# TASKS TO COMPLETE
(1) From the rows, extract every line that contains the string "clicks".
(2) Resume the forum discussion of the drama's finale, writing what comes next after its last line.

Was a great ending, and vaguely cheery which is a bit unlike Shane Meadows.

My friend hasn't seen any of it, I think i might go back and watch the entire thing with her.


----------



## Part 2 (Oct 5, 2015)

Chip Barm said:


> Battering Combo could lead to a 'now you're the beast' moment...like Dead Mans Shoes.
> 
> Surely someone must die. I reckon most people knew someone who died young while they were still young themselves.



Pretty close then.

Excellent finale. He knows how to direct a kick off I'll give him that. Row between Gadget and Harvey was ace.
Some great performances all round. 

I did wonder about the white fellas with combo. Plenty of speculation, Antifa?...or members of Milky's family even?


----------



## sim667 (Oct 5, 2015)

Chip Barm said:


> Pretty close then.
> 
> Excellent finale. He knows how to direct a kick off I'll give him that. Row between Gadget and Harvey was ace.
> Some great performances all round.
> ...



Did he do anything to the NF at any point? I thought they looked a bit NF'y to me.


----------



## Blagsta (Oct 5, 2015)

sim667 said:


> Didnt  do anything to the NF at any point? I thought they looked a bit NF'y to me.



Not every big bloke with a skinhead is a fascist y'know.


----------



## sim667 (Oct 5, 2015)

Blagsta said:


> Not every big bloke with a skinhead is a fascist y'know.



This is what had been suggested in the office at work..... They were wearing bomber jackets too


----------



## Part 2 (Oct 5, 2015)

sim667 said:


> Did he do anything to the NF at any point? I thought they looked a bit NF'y to me.



Not that I'm aware although the other theory I've read is to do with Combo looking at a picture of a black man in episode 3, and that that's his grandad. I'm not quite sure where that leads but I really don't see NF doing business with four black fellas.


----------



## Blagsta (Oct 5, 2015)

sim667 said:


> This is what had been suggested in the office at work..... They were wearing bomber jackets too



Blimey, lets hope we never meet then! I'm not a particularly large bloke, but I have very short hair and sometimes wear a bomber jacket!


----------



## Part 2 (Oct 5, 2015)

I wasn't keen on the heroin dealer image...his clothes were a bit 82....lemon jumper!?


----------



## Smokeandsteam (Oct 5, 2015)

Chip Barm said:


> I wasn't keen on the heroin dealer image...his clothes were a bit 82....lemon jumper!?



Yeah, that was well odd. He then took Kel back to his house which was a shooting gallery for all of the bad guys from Dead Mans Shoes!


----------



## sim667 (Oct 5, 2015)

# DATA PROVIDED
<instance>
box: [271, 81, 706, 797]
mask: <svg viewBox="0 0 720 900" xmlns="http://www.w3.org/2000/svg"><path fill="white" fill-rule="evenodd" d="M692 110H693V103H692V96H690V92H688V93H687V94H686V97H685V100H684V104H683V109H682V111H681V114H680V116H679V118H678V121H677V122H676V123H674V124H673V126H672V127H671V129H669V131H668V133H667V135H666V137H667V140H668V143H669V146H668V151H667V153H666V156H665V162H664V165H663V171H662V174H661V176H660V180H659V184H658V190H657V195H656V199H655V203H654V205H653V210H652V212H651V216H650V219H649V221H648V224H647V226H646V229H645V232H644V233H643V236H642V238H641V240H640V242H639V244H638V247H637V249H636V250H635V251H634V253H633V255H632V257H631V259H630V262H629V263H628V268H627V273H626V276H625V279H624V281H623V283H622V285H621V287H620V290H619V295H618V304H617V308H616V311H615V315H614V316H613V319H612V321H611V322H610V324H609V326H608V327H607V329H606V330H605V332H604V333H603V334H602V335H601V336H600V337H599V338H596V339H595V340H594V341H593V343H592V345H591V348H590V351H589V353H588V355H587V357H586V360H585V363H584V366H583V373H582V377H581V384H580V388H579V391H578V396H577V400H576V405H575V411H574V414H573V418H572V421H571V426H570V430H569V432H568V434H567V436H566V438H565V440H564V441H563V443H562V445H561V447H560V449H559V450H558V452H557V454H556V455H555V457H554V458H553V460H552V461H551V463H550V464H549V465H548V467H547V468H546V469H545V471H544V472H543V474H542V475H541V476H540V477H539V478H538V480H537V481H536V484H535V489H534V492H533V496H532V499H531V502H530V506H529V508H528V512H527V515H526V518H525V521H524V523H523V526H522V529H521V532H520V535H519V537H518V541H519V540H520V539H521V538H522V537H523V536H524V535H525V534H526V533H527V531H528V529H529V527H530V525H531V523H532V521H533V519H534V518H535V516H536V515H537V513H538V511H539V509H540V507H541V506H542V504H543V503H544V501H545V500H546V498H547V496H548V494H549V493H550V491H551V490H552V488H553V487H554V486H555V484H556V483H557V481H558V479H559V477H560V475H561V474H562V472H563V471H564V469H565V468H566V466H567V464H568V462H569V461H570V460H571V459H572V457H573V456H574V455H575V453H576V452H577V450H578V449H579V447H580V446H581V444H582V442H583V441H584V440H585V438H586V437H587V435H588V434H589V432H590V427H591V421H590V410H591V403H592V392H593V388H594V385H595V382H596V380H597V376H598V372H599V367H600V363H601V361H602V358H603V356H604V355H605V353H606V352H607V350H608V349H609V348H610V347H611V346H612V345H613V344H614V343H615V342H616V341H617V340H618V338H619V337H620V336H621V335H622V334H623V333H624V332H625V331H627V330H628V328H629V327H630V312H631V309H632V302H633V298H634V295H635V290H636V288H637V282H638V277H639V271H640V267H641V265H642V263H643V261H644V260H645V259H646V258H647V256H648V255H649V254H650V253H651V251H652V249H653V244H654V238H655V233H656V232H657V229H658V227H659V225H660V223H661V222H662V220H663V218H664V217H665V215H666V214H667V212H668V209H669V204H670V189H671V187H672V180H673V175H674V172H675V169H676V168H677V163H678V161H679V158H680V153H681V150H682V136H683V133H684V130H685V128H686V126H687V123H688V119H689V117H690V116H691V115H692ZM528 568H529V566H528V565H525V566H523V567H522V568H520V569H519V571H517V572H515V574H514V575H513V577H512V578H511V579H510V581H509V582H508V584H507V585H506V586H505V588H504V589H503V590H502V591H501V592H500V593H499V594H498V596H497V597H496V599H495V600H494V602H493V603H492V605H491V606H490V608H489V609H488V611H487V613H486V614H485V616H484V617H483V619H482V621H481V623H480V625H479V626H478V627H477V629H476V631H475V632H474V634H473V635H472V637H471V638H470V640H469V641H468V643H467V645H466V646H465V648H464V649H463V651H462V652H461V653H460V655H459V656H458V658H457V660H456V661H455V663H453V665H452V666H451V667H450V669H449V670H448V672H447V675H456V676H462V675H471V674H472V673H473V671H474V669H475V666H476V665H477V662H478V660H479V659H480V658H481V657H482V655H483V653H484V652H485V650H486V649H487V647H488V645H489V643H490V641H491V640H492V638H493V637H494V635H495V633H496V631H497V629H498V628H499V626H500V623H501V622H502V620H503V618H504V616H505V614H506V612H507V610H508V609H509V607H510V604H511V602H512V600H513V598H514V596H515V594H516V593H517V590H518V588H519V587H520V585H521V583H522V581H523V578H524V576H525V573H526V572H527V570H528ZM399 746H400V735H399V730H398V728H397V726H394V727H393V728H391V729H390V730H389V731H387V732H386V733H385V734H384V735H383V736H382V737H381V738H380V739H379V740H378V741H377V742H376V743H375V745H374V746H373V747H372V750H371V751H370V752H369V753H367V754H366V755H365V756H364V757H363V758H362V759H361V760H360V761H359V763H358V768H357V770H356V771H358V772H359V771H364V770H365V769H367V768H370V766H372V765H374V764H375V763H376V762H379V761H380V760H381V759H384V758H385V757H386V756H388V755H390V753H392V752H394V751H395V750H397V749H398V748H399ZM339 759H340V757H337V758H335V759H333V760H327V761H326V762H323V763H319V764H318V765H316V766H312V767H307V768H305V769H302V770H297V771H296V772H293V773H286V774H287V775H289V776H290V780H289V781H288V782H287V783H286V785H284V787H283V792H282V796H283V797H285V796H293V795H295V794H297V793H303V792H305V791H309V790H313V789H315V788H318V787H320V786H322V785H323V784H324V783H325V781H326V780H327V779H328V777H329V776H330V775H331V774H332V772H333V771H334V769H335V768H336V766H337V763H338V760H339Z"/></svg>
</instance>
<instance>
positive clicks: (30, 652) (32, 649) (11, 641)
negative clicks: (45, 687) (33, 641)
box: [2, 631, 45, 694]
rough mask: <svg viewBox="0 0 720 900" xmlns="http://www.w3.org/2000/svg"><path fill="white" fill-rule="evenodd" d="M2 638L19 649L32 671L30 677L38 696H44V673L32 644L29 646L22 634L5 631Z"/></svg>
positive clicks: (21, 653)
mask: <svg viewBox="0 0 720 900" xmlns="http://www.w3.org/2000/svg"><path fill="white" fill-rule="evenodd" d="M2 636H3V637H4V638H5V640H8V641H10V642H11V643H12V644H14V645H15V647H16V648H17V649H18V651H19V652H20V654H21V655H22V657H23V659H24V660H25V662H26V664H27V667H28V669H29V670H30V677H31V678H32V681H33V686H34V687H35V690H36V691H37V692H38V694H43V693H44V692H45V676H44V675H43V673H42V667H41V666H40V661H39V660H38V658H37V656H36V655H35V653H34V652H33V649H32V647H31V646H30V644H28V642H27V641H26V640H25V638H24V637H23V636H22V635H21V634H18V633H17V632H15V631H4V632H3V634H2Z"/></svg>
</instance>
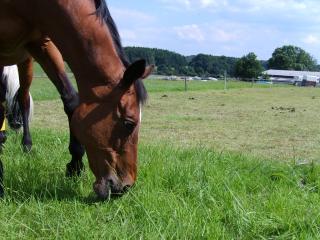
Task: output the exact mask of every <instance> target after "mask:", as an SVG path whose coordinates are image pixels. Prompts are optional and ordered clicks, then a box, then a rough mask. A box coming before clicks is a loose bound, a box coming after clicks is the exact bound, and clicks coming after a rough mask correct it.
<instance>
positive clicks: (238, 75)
mask: <svg viewBox="0 0 320 240" xmlns="http://www.w3.org/2000/svg"><path fill="white" fill-rule="evenodd" d="M262 71H263V67H262V65H261V62H260V61H259V60H258V59H257V56H256V55H255V54H254V53H253V52H251V53H249V54H248V55H245V56H243V57H242V58H240V59H239V60H238V61H237V63H236V76H237V77H240V78H257V77H258V76H259V75H260V74H261V73H262Z"/></svg>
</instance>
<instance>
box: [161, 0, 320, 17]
mask: <svg viewBox="0 0 320 240" xmlns="http://www.w3.org/2000/svg"><path fill="white" fill-rule="evenodd" d="M158 1H160V2H162V3H163V4H165V6H166V7H168V8H171V9H176V10H180V11H181V10H182V9H183V10H192V11H196V10H199V9H206V10H208V11H215V12H218V11H220V12H224V11H227V12H242V13H248V12H266V11H272V12H275V11H277V12H279V11H281V12H282V14H284V15H285V14H286V13H290V14H291V13H292V11H294V13H298V14H303V13H308V12H313V13H320V5H319V1H318V0H305V1H301V0H177V1H172V0H158Z"/></svg>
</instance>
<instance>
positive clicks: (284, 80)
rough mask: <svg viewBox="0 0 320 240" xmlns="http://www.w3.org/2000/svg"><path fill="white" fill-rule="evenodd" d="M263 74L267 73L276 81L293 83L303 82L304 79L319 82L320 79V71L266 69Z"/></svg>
mask: <svg viewBox="0 0 320 240" xmlns="http://www.w3.org/2000/svg"><path fill="white" fill-rule="evenodd" d="M263 74H264V75H267V76H268V77H269V78H270V80H272V81H274V82H283V83H293V84H296V83H298V82H302V81H303V80H307V81H316V82H319V79H320V72H309V71H291V70H274V69H269V70H267V71H264V72H263ZM311 79H312V80H311Z"/></svg>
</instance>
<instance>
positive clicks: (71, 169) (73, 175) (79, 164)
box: [66, 162, 84, 178]
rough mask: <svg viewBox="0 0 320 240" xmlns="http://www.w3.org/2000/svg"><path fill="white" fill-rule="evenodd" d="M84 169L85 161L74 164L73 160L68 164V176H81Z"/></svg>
mask: <svg viewBox="0 0 320 240" xmlns="http://www.w3.org/2000/svg"><path fill="white" fill-rule="evenodd" d="M83 170H84V165H83V163H82V162H81V163H77V164H74V163H72V162H70V163H68V164H67V170H66V177H70V178H71V177H79V176H80V175H81V172H82V171H83Z"/></svg>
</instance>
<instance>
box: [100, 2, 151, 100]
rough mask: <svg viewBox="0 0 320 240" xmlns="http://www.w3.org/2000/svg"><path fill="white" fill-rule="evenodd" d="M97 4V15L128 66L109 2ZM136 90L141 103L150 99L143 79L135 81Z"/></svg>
mask: <svg viewBox="0 0 320 240" xmlns="http://www.w3.org/2000/svg"><path fill="white" fill-rule="evenodd" d="M94 2H95V6H96V15H97V17H99V18H101V19H102V20H103V21H104V22H105V23H106V25H107V27H108V29H109V31H110V33H111V36H112V40H113V43H114V45H115V48H116V51H117V53H118V56H119V57H120V59H121V61H122V63H123V65H124V66H125V67H126V68H127V67H129V65H130V62H129V60H128V58H127V56H126V54H125V51H124V48H123V46H122V43H121V37H120V35H119V31H118V29H117V26H116V24H115V22H114V20H113V18H112V17H111V14H110V11H109V9H108V6H107V3H106V1H105V0H94ZM134 86H135V90H136V95H137V99H138V101H139V103H140V104H141V105H144V104H145V103H146V101H147V99H148V93H147V90H146V88H145V86H144V84H143V82H142V80H141V79H138V80H137V81H136V82H135V85H134Z"/></svg>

# RESPONSES FOR EACH TASK
(1)
positive clicks: (30, 652) (32, 649) (11, 641)
negative clicks: (45, 687) (33, 641)
positive clicks: (21, 653)
Task: output the exact mask of every <instance> target after "mask:", as an SVG path whose coordinates are image pixels. Prompts are optional and ordered clicks, then a box, then a rough mask. A box coming before clicks is a loose bound, a box coming after clicks is the exact bound, and clicks coming after a rough mask correct it.
positive clicks: (238, 75)
positive clicks: (284, 80)
positive clicks: (71, 169) (73, 175) (79, 164)

(2)
Blagsta said:


> Blimey, lets hope we never meet then! I'm not a particularly large bloke, but I have very short hair and sometimes wear a bomber jacket!



I'd have thought styles have come on somewhat in the last 25 years and the lines are more blurred


----------



## souljacker (Oct 5, 2015)

I'm surprised Kel was clean for 2 weeks, living in a shooting gallery where the impression I got was that she was being exploited in some way. Or is the point of it that she might be back in the bosom of the family but anyone who knows skag heads, knows she will definitely not be clean that easily.

I honestly can't see this being the last instalment


----------



## Blagsta (Oct 5, 2015)

sim667 said:


> I'd have thought styles have come on somewhat in the last 25 years and the lines are more blurred



Bomber jackets have never been the preserve of the far right.


----------



## Blagsta (Oct 5, 2015)

souljacker said:


> I'm surprised Kel was clean for 2 weeks, living in a shooting gallery where the impression I got was that she was being exploited in some way. Or is the point of it that she might be back in the bosom of the family but anyone who knows skag heads, knows she will definitely not be clean that easily.
> 
> I honestly can't see this being the last instalment



She was lying, it's what addicts generally do in that sort of situation.


----------



## souljacker (Oct 5, 2015)

Blagsta said:


> She was lying, it's what addicts generally do in that sort of situation.



Yeah, exactly. Although, she didn't look fucked. Skag heads would usually take a hit before they go anywhere so usually arrive anywhere either fucked or clucking because they need a hit. So maybe she was supposed to be clean?


----------



## sim667 (Oct 5, 2015)

Blagsta said:


> Bomber jackets have never been the preserve of the far right.



Maybe no the preserve of, but to a lot of people they were associated with (until about the mid - late 90's where they became more associated with the rave scene).

However bomber jackets have been associated with skinhead neo nazi's for as long as I can remember.


----------



## Sprocket. (Oct 5, 2015)

I thought that was the best episode.
Maybe that's it all wrapped up and everybody lives as happily as they can in the comfort of wherever they can find some in the grim reality of modern life.
Not posting about plot yet as I am sure there are many on here yet to see this.


----------



## Blagsta (Oct 5, 2015)

sim667 said:


> Maybe no the preserve of, but to a lot of people they were associated with (until about the mid - late 90's where they became more associated with the rave scene).
> 
> However bomber jackets have been associated with skinhead neo nazi's for as long as I can remember.



Naah, anti racist skins wore them too, and they were associated with the rave scene early 90s, trainers, combat trousers, hoodie and black bomber jacket was standard issue Spiral Tribe uniform.


----------



## mwgdrwg (Oct 5, 2015)

Can you watch this without watching any of the previous This is England stuff?


----------



## Blagsta (Oct 5, 2015)

souljacker said:


> Yeah, exactly. Although, she didn't look fucked. Skag heads would usually take a hit before they go anywhere so usually arrive anywhere either fucked or clucking because they need a hit. So maybe she was supposed to be clean?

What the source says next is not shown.